Boundary annotation records:
■ ■ ■ ■ ■

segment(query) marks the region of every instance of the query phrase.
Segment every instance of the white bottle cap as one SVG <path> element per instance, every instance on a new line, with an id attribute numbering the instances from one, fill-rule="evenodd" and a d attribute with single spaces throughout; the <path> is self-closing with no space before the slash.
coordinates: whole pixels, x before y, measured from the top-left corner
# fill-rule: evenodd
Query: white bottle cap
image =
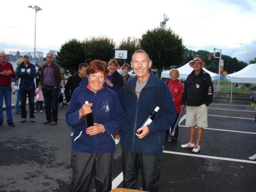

■ ■ ■ ■ ■

* Objective
Please write out all of the lines above word for word, leaving the picture out.

* Solution to the problem
segment(query) marks the region of every instance of the query phrase.
Segment every instance of the white bottle cap as one SVG <path> element per instance, every instance on a new line, with an id attribute numbering the instances from one, fill-rule="evenodd" and a d attribute with single spaces throughout; the <path> is self-closing with no space before the slash.
coordinates: whole pixels, x before y, measured from the top-left corner
# fill-rule: evenodd
Query: white bottle cap
image =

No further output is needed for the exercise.